## PASSAGE PROVIDED

The only accurate way to measure the purchasing power of labor is to ask: how many hours of labor did it require to pay the rent, buy a new car or buy a new house? Any other measure is just sleight of hand intended to obscure the collapse of wages’ purchasing power.

The Minimum Wage Bought Much More in 1970

In 1970, I earned $1.65 an hour. A new economy car (Ford Maverick or VW beetle) was $2,000, so it took about 1,200 hours of work to buy a new economy car.

A new house cost on average about $26,000 in 1970, so it took 15,750 hours of minimum wage labor to buy a new house.

At today’s federal minimum wage of $7.25/hour, it takes 3,000 hours to buy a basic 2021 Honda Civic or equivalent which costs $22,000. To buy a new economy car today with 1,200 hours of minimum wage labor, the minimum wage would need to be $18.30 /hour: 1,200 time $18.30 = $21,960.

At today’s federal minimum wage of $7.25/hour, it takes 56,000 hours to buy the average priced house which now costs $408,000. Let’s say there are houses available for $300,000, so it takes 41,380 hours of minimum wage labor to buy a house.

To buy a new house for $408,000 with 15,750 hours of labor, the wage would need to be $25.90/hour. To buy a $300,000 home with 15,750 hours of labor, the wage would need to be $19/hour.

Minimum Wage Should be $18 to Keep Up

Moving forward a few years to 1974, the minimum wage increased to $2/hour, and I rented a small studio apartment in Honolulu, one of the most expensive cities in the U.S. for $120/month. Thus it took 60 hours of minimum wage labor to pay the rent.

## WRITTEN EXERCISE A
Find each line in the records below that contains the word "distant" and copy every one of those lines.

## INPUT RECORDS
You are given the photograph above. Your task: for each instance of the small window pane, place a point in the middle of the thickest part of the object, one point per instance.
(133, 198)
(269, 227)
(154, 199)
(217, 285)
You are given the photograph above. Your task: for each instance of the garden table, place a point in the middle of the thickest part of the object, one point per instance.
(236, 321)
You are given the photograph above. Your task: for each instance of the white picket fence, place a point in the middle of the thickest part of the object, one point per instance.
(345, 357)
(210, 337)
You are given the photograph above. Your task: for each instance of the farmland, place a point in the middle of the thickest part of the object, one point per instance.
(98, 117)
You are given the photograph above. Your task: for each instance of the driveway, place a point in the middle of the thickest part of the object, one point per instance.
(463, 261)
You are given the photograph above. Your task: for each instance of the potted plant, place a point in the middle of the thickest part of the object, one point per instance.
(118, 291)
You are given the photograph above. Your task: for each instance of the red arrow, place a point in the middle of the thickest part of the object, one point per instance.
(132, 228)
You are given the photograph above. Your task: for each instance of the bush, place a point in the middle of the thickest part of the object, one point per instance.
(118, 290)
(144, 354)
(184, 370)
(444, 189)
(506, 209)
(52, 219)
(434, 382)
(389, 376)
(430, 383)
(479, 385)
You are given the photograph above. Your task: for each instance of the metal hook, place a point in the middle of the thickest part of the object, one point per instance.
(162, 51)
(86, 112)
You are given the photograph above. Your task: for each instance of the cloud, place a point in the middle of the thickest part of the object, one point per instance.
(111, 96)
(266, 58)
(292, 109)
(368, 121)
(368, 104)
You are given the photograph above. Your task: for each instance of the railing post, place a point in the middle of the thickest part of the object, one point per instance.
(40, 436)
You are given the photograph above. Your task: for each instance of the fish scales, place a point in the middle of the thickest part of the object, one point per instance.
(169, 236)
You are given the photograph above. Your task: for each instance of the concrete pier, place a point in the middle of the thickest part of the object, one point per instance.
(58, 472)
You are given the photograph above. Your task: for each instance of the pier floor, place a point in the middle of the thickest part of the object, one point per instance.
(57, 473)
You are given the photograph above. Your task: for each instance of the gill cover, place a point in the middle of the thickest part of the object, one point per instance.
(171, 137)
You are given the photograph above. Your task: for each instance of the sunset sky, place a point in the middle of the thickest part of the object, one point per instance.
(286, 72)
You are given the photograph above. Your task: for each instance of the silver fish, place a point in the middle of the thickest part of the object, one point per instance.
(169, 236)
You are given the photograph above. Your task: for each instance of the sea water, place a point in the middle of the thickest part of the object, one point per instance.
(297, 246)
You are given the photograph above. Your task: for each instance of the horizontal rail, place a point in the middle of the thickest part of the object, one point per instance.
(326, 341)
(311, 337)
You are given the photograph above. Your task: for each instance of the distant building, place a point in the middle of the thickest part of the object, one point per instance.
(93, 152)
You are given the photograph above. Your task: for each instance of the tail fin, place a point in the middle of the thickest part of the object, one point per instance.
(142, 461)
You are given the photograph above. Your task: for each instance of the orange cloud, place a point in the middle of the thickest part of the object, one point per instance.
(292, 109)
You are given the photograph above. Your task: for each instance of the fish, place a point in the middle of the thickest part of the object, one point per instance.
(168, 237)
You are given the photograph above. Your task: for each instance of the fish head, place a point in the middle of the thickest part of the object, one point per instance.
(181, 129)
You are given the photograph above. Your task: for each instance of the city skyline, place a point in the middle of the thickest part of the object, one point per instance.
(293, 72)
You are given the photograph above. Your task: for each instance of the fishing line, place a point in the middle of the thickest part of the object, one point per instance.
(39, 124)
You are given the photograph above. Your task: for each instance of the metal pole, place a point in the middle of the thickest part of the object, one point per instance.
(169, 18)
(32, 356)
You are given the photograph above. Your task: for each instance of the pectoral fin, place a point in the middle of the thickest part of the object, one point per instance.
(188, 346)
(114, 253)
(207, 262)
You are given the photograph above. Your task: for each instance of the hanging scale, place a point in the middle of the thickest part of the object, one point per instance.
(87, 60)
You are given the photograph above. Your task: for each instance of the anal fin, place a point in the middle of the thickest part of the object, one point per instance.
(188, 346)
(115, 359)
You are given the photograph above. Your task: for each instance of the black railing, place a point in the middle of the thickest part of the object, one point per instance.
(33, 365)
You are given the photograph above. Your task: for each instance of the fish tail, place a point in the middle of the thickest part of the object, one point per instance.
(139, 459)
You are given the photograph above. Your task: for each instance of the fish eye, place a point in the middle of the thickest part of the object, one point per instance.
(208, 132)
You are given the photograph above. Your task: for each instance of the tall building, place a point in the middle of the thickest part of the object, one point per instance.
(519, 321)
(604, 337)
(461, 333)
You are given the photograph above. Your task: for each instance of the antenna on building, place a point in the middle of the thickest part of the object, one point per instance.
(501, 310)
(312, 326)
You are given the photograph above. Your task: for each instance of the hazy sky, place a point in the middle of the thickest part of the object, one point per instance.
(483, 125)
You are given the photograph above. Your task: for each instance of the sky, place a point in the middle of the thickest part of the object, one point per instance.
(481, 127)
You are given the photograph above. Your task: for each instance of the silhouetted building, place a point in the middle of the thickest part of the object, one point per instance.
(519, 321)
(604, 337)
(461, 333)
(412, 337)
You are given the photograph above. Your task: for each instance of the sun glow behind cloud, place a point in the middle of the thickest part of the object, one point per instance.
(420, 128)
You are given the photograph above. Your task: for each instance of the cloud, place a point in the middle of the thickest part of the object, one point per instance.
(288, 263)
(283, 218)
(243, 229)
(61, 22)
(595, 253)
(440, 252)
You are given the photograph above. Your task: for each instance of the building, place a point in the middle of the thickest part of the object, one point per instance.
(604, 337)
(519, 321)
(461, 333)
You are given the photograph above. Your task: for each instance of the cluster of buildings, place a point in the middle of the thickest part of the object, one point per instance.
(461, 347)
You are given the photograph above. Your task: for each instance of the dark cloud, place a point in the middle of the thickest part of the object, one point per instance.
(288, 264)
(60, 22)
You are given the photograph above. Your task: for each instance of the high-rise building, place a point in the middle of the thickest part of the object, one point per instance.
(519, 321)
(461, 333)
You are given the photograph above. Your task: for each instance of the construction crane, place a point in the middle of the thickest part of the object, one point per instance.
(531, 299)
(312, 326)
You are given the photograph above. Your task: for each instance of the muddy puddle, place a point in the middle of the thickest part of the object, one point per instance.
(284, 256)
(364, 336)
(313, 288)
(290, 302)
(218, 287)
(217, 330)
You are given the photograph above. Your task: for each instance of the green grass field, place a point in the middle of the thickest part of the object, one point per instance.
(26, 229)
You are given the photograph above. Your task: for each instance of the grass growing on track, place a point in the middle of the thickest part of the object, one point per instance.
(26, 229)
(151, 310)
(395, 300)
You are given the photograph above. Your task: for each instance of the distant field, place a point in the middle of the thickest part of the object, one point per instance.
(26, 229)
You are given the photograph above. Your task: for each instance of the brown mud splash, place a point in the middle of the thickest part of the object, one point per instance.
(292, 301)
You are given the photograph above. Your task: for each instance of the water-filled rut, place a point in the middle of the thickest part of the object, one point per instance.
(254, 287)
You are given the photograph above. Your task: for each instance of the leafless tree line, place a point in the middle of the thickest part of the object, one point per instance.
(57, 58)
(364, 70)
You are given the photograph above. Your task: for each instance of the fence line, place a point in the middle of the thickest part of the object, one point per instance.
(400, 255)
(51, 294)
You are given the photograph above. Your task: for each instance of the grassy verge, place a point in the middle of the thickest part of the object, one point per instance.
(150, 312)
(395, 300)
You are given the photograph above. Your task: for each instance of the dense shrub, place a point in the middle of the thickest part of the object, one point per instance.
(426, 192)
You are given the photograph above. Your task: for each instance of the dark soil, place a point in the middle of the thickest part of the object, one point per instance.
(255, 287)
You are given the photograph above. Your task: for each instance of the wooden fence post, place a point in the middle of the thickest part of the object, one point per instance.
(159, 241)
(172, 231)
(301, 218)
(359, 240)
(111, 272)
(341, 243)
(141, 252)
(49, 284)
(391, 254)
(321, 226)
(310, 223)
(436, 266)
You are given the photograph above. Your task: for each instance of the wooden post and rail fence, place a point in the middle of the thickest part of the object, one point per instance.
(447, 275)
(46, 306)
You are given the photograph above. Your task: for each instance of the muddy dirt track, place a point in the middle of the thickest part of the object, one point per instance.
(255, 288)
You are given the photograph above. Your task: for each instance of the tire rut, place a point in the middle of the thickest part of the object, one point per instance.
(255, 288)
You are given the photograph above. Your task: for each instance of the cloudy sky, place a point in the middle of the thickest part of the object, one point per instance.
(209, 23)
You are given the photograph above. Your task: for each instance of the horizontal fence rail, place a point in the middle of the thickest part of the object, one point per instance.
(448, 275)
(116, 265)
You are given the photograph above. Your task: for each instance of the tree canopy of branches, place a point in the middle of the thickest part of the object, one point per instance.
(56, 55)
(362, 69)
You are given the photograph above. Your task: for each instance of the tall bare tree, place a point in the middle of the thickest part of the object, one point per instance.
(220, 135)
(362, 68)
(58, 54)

## WRITTEN EXERCISE B
Print the section of the passage on minimum wage buying power above, from "To buy a new house for" up to and including "pay the rent.".

## FINAL ANSWER A
You are given the photograph above. Your task: for each instance of the distant building, place a point in the middle of the thickest part of the object, one point per instance.
You are given the photograph above. Your task: for each instance of the distant field, place a point in the middle of the thickest part of the object, one point per instance.

## FINAL ANSWER B
To buy a new house for $408,000 with 15,750 hours of labor, the wage would need to be $25.90/hour. To buy a $300,000 home with 15,750 hours of labor, the wage would need to be $19/hour.

Minimum Wage Should be $18 to Keep Up

Moving forward a few years to 1974, the minimum wage increased to $2/hour, and I rented a small studio apartment in Honolulu, one of the most expensive cities in the U.S. for $120/month. Thus it took 60 hours of minimum wage labor to pay the rent.